Determine how many lines in the records below contain "positive", then state that number alone.

### RECORDS FOR PROCESSING:
________________

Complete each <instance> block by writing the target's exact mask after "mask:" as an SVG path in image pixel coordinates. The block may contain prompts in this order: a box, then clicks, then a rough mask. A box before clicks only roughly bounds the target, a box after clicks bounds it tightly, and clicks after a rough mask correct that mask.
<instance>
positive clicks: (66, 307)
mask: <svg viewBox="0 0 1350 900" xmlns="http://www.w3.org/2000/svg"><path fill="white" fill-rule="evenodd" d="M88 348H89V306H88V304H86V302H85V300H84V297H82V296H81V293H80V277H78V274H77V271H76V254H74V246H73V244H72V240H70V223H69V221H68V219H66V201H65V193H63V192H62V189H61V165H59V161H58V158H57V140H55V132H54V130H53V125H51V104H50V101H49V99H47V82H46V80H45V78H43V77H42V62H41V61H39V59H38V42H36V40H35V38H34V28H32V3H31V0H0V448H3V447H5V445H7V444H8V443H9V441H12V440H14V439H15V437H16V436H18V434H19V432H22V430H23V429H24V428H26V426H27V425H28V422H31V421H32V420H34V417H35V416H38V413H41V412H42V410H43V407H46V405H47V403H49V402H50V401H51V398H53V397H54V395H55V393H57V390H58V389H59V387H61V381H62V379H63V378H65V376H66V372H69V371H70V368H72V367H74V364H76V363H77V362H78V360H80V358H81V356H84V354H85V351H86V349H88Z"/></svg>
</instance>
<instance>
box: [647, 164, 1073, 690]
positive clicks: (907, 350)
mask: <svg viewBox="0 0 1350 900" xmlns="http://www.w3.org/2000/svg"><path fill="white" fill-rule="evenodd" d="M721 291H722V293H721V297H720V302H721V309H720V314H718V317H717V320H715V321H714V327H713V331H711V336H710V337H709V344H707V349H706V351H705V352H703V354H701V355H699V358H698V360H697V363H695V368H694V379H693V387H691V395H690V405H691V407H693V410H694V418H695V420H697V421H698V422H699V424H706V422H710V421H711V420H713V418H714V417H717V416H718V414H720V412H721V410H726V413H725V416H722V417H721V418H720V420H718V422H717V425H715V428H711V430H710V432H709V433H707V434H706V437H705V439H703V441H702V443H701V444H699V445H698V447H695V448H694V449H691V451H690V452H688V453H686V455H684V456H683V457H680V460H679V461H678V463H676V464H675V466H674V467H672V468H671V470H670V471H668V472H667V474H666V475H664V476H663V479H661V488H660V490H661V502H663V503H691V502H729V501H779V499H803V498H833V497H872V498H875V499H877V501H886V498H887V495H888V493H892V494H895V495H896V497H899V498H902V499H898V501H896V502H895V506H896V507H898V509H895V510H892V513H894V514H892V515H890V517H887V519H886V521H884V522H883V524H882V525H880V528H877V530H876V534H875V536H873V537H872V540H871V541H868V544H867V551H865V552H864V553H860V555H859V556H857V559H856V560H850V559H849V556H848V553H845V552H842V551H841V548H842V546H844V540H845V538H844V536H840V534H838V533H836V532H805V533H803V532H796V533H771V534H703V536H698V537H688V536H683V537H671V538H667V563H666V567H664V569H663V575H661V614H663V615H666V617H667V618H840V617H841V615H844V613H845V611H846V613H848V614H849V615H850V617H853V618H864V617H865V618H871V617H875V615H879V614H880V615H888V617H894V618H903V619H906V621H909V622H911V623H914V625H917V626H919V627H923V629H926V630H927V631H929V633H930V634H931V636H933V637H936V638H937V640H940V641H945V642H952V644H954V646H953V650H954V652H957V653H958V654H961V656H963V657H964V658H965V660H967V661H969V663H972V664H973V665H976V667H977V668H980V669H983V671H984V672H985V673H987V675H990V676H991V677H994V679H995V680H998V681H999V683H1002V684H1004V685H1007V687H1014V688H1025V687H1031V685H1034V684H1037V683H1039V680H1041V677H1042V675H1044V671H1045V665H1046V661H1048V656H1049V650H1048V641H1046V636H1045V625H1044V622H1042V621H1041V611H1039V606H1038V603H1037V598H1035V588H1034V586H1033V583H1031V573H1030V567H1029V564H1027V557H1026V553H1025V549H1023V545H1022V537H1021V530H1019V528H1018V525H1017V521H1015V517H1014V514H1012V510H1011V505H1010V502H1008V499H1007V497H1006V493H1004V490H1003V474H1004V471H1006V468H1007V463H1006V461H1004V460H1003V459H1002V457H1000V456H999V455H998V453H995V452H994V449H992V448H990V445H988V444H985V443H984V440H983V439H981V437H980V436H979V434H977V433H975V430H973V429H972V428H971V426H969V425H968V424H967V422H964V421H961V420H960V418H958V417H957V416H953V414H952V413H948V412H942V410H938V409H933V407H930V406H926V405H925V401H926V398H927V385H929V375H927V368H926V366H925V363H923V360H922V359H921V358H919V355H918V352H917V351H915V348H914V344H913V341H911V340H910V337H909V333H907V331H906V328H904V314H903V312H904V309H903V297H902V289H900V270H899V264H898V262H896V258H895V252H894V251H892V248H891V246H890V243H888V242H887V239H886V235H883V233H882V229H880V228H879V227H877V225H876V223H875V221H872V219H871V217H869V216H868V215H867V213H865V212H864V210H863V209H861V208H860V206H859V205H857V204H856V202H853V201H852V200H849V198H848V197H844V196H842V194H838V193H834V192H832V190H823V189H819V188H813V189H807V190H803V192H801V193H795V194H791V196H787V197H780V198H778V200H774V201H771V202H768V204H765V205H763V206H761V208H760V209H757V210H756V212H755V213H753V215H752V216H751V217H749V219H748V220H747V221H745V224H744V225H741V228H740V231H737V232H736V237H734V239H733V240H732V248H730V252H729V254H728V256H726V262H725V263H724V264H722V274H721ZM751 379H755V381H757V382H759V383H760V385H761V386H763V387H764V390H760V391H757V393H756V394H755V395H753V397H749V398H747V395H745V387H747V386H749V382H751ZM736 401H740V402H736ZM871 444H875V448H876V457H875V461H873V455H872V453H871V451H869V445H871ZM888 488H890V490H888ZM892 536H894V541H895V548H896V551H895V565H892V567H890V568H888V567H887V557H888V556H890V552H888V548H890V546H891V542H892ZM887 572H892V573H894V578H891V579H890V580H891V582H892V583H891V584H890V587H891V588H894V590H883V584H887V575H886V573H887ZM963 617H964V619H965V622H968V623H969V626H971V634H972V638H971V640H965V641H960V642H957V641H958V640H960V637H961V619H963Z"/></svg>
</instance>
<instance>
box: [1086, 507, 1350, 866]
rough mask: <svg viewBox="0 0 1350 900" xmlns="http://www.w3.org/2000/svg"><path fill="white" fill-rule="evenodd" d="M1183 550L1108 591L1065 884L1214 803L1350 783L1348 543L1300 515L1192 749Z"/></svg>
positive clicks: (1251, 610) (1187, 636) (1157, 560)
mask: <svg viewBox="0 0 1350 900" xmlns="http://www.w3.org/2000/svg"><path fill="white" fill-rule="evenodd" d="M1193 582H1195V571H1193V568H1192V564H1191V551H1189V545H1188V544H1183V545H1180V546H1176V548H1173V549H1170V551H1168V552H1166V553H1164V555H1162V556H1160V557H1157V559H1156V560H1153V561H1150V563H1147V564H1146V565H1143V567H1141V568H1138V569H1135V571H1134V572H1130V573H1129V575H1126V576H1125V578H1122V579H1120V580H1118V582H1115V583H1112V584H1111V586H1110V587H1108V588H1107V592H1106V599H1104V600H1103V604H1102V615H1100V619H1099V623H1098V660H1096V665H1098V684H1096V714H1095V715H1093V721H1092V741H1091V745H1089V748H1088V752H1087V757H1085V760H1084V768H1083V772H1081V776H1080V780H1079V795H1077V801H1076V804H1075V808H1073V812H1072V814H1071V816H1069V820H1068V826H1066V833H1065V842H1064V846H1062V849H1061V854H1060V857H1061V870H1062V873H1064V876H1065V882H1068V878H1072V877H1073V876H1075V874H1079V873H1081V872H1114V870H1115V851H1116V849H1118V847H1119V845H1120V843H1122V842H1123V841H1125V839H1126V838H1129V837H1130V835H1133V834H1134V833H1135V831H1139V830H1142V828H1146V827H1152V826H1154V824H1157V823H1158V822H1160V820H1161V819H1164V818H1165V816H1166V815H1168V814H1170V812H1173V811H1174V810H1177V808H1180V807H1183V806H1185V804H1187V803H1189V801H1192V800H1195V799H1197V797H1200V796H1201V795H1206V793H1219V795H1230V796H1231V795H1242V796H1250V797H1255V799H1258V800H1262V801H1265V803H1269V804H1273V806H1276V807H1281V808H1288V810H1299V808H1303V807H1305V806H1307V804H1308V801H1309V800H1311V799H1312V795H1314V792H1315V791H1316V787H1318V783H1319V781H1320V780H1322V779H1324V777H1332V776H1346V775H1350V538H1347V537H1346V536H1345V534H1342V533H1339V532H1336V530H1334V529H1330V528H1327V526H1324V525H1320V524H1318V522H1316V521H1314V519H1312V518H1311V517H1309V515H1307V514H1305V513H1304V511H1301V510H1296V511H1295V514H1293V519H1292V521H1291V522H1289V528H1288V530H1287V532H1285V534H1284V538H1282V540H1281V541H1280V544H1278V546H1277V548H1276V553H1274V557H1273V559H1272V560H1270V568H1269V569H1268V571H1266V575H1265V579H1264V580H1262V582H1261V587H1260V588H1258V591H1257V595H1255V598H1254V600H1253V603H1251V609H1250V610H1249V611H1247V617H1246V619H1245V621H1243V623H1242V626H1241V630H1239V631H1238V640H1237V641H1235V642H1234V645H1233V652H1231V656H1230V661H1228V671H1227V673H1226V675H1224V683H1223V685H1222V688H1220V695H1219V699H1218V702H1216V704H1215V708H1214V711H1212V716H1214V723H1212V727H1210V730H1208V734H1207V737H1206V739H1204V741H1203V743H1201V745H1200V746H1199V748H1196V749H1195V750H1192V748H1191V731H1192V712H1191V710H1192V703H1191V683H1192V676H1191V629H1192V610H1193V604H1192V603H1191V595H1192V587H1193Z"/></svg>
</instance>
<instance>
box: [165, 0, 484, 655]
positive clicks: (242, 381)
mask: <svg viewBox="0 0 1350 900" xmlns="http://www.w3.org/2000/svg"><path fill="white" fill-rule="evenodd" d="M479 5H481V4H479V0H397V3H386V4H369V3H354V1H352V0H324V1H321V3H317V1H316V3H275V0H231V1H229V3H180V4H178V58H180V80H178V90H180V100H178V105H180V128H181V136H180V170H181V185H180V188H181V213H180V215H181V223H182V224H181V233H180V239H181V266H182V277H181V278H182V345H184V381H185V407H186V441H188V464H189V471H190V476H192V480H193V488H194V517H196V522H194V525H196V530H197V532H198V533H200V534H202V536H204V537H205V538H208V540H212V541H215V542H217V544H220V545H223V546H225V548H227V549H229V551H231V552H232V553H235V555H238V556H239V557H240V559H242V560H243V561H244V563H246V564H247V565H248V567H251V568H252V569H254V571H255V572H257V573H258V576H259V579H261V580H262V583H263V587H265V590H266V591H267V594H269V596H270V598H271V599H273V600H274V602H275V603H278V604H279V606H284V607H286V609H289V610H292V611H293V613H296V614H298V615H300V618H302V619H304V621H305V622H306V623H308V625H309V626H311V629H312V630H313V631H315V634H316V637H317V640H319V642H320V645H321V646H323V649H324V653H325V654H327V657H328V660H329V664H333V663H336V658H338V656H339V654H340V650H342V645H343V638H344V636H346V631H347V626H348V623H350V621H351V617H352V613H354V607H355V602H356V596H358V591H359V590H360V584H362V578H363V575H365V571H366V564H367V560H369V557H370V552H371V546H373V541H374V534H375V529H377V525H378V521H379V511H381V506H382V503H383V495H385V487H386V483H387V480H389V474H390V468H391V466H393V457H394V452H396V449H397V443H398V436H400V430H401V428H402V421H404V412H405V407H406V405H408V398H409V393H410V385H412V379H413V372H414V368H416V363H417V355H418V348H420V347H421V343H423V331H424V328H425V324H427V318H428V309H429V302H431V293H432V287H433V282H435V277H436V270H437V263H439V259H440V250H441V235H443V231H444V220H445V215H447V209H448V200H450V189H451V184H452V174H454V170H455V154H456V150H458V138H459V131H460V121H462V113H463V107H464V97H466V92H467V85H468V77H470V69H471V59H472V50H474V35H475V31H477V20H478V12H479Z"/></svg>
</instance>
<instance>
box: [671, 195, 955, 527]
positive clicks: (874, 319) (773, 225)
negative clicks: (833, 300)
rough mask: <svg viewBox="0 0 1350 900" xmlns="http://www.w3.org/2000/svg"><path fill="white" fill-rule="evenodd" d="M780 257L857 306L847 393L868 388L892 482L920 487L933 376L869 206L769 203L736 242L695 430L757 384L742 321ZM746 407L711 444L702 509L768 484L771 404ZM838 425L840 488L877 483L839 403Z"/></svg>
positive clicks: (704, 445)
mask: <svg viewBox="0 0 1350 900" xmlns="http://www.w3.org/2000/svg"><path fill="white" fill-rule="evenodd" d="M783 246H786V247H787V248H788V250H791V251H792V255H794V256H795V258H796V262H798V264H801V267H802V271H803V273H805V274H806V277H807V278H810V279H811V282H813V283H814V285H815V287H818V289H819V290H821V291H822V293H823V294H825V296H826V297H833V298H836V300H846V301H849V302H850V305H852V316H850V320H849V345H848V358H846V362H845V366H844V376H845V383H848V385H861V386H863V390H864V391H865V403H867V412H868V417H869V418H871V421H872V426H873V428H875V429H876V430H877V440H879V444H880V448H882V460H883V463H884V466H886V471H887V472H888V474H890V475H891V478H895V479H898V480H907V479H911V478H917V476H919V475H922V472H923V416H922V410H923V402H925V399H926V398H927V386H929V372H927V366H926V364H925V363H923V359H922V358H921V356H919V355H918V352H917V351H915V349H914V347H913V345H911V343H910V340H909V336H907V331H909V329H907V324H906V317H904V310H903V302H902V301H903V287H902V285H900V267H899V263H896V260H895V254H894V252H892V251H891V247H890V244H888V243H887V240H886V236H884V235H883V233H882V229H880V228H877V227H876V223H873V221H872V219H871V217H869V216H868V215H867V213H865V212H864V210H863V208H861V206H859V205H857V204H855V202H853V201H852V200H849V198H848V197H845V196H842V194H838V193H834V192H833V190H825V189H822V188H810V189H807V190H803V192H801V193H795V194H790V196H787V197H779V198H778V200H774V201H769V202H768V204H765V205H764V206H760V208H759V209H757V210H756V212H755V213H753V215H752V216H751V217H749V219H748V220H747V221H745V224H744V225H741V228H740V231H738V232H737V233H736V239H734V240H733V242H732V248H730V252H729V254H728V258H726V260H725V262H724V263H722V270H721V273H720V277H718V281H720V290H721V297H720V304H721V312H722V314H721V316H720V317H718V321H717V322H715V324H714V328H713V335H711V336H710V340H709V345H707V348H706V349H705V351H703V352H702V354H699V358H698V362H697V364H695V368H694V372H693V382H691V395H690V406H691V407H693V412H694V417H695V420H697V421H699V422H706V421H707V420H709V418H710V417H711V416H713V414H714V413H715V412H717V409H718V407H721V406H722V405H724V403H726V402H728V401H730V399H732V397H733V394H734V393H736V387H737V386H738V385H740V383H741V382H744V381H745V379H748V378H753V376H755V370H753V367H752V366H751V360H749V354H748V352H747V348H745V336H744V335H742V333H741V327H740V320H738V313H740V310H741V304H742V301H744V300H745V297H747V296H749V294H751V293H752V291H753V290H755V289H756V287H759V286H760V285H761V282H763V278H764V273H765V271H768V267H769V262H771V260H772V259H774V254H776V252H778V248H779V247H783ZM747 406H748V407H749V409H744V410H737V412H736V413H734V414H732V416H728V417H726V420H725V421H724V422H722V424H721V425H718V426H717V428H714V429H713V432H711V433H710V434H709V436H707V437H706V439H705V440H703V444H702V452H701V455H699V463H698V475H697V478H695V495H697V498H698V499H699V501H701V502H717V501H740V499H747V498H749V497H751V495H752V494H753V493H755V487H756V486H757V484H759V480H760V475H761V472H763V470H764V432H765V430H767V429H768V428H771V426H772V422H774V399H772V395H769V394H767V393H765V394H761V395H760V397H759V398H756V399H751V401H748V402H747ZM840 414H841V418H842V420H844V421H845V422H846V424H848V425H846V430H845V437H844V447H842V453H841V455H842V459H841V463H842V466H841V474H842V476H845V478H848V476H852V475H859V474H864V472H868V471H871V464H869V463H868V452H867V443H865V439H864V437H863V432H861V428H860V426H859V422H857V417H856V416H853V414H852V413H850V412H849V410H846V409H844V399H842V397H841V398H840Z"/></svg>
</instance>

________________

### RESULT:
6